_Directions_:
Copy each of the following lines word for word, changing nothing.

_Dataset excerpts_:
* Begin *

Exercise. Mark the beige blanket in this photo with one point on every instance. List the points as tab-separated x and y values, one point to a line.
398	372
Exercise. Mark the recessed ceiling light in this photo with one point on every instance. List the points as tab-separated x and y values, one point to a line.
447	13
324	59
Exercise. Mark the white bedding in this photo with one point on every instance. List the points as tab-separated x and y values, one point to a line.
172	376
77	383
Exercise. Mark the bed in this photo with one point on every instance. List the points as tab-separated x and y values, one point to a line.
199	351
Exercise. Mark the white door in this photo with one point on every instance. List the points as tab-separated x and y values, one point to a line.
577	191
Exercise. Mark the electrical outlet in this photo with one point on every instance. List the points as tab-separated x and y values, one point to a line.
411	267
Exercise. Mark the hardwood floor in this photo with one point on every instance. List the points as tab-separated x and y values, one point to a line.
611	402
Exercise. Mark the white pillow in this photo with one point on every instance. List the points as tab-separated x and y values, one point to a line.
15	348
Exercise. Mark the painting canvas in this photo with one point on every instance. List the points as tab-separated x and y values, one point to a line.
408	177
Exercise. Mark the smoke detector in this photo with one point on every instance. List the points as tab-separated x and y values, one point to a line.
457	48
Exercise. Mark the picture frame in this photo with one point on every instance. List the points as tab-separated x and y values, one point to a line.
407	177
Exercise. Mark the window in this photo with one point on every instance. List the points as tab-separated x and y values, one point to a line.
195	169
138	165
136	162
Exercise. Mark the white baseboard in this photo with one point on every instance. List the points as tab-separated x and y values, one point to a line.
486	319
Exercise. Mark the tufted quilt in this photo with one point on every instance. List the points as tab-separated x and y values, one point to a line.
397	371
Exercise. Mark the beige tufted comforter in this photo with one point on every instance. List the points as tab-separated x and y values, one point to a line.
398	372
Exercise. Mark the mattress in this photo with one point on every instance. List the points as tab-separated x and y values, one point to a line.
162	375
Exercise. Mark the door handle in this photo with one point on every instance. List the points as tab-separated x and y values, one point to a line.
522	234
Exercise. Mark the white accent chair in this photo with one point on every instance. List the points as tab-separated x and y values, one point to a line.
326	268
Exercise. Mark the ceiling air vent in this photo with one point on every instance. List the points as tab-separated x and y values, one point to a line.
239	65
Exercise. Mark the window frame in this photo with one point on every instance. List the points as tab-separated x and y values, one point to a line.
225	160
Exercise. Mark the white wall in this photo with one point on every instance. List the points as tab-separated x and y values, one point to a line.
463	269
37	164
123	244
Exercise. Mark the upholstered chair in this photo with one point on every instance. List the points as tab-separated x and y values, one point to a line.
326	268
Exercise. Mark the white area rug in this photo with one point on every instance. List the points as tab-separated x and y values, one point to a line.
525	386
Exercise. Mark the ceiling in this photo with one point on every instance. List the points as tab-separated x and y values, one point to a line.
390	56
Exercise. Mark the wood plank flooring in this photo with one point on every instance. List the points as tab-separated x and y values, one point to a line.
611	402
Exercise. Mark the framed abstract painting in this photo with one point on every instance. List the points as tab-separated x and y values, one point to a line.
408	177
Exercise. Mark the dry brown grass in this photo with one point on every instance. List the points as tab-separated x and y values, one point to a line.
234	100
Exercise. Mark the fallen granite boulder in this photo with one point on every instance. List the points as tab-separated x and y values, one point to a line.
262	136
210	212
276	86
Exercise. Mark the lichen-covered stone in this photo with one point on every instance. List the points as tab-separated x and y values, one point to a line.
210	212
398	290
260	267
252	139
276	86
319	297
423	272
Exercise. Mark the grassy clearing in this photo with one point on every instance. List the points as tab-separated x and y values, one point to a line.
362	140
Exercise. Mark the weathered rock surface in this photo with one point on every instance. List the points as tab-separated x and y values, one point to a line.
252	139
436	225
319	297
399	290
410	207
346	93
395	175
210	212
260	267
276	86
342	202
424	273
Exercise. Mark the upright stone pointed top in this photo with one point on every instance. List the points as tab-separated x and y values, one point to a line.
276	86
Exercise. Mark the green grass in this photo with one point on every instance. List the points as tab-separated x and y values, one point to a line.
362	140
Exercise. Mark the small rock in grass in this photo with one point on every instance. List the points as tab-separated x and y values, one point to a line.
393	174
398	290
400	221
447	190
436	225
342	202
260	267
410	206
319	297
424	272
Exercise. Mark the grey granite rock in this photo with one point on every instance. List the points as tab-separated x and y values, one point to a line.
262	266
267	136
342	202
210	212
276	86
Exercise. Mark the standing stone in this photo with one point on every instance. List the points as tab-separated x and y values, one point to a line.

* End *

_Expected answer_:
Exercise. Mark the beige blanket in this photo with one point on every instance. List the points as tab-separated x and y values, one point to a line.
398	372
Exercise. Mark the recessed ceiling light in this photo with one point on every instance. List the points as tab-separated x and y values, one point to a line.
447	13
324	59
Exercise. Mark the white bedding in this photo with one point on every instance. List the points as tab-separated x and y values, one point to a line.
172	376
77	383
Exercise. Mark the bed in this photo with one point on every instance. List the points as tab-separated x and y values, one point to a line.
199	351
Exercise. Mark the white door in this photo with one point on every instance. List the points as tab-separated x and y values, one point to a line.
577	191
Exercise. Mark the electrical outlet in this photo with one point on every instance. List the points as tab-separated x and y values, one point to a line.
411	267
Exercise. Mark the hardwood floor in this photo with one point on every instance. List the points as tab-separated x and y values, one point to a line.
611	402
Exercise. Mark the white pillow in this photo with one point on every instance. List the points as tab-separated x and y values, one point to a line.
15	348
Exercise. Mark the painting canvas in this photo with one point on every instance. List the points as tab-separated x and y values, one point to a line.
408	177
Exercise. Mark the smoke detector in this photo with one point on every instance. List the points as tab-separated x and y values, one point to a line.
457	48
Exercise. Mark the picture frame in this photo with one point on every instance. List the points as tab-separated x and y values, one point to a line.
407	177
Exercise. Mark the window in this photo with one point on every instance. List the points as tab-separated x and y values, one point to a line.
195	169
138	165
136	162
Exercise. Mark the white baseboard in this photo with one point on every instance. List the points as tab-separated x and y values, one point to a line.
486	319
Exercise. Mark the tufted quilt in this photo with one point on every instance. List the points as tab-separated x and y values, one point to a line.
397	371
Exercise. Mark the beige tufted comforter in this photo with one point on every instance. List the points as tab-separated x and y values, one point to a line.
398	372
Exercise. Mark the mattress in this photo with one point on every instance. List the points as tab-separated x and y values, one point to a line.
162	375
Exercise. Mark the door handle in this photo with one point on every instance. List the points as tab-separated x and y values, one point to a line.
522	234
Exercise. Mark the white accent chair in this photo with one point on every instance. List the points as tab-separated x and y values, one point to a line.
326	268
Exercise. Mark the ceiling air vent in this photo with one point on every instance. List the points as tab-separated x and y values, one point to a line.
239	65
Exercise. Mark the window frame in this photo with one point on every instance. List the points as tab-separated x and y values, one point to a line.
225	160
Exercise. Mark the white wall in this photo with one point on every instance. List the points as tab-separated x and y values, one point to a line.
463	269
37	164
123	244
Exercise. Mark the upholstered chair in this photo with one point on every instance. List the points as tab-separated x and y values, one point to a line.
326	268
Exercise. Mark the white area rug in this photo with one point on every instance. List the points as tab-separated x and y values, one point to a line.
525	386
Exercise. Mark the ceiling in this photo with one point on every instance. List the points as tab-separated x and y values, one point to a line.
390	56
Exercise. Mark the wood plank flooring in this photo with one point on every instance. List the points as tab-separated x and y values, one point to a line.
611	402
Exercise. Mark the framed abstract painting in this photo with one point on every instance. List the points as tab-separated x and y values, one point to a line.
408	177
Exercise. Mark the dry brown grass in this photo with one point on every instance. List the points as tab-separated x and y values, one point to a line.
234	100
Exercise. Mark the fallen granite boulder in this photo with one point on every instance. List the points as tab-separated x and y values, one point to a line.
262	136
210	212
276	86
Exercise. Mark the lichen-covered stone in this photo with one point on every instance. List the points as tab-separated x and y values, one point to a line.
210	212
398	290
260	267
252	139
276	86
319	297
423	272
Exercise. Mark the grassy clearing in this photo with one point on every instance. List the points as tab-separated x and y values, one point to a line.
362	140
Exercise. Mark the weathered rock surface in this photo with one point on every instance. List the points as tab-separated x and y values, one point to a line.
252	139
436	225
319	297
399	290
410	207
346	93
395	175
210	212
260	267
276	86
342	202
424	273
Exercise. Mark the upright stone pointed top in this photo with one point on every instance. List the points as tab-separated x and y values, one point to a line.
276	86
Exercise. Mark the green grass in this photo with one point on every instance. List the points as tab-separated x and y values, one point to a line.
362	140
Exercise. Mark the small rock in grass in this photo with one point on every instance. List the points as tab-separated x and y values, one point to a line.
393	174
398	290
400	221
447	190
436	225
342	202
260	267
410	206
319	297
424	272
Exercise. Mark the grey granite rock in this photo with one point on every instance. List the points as tab-separated x and y values, one point to a line.
262	266
267	136
342	202
210	212
276	86
Exercise. Mark the standing stone in this photo with one point on every instance. List the points as tab-separated x and y values, one point to a line.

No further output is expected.